Entries taken from a collection
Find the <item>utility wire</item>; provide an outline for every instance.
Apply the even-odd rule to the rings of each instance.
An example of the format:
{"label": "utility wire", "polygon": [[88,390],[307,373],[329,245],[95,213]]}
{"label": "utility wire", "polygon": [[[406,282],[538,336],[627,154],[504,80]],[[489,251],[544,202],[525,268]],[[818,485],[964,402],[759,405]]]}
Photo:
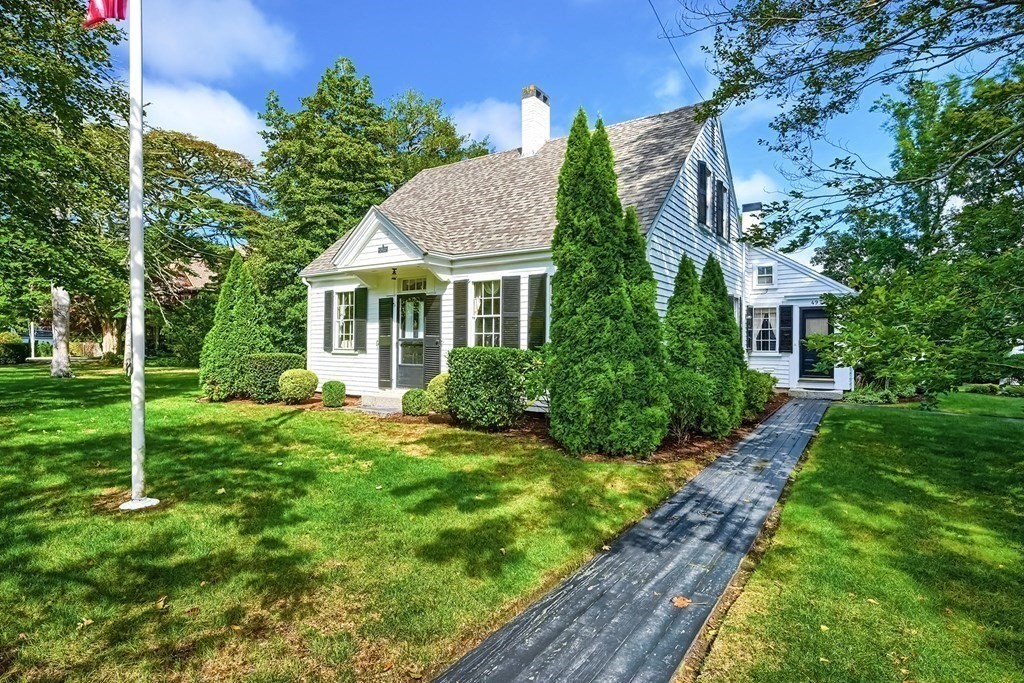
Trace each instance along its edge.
...
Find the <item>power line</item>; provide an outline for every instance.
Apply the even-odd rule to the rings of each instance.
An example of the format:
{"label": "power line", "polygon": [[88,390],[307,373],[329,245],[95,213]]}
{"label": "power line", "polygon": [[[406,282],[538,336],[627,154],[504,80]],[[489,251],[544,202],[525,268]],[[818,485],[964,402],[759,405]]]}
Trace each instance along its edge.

**GOAL OF THE EXERCISE**
Return all lines from the entries that contain the string "wire".

**TASK RESULT**
Find the <item>utility wire</item>; provide an outline for every instance.
{"label": "utility wire", "polygon": [[88,390],[307,373],[329,245],[95,213]]}
{"label": "utility wire", "polygon": [[[406,282],[538,336],[627,154],[504,80]],[[489,251],[544,202],[525,268]],[[818,485],[964,402],[759,405]]]}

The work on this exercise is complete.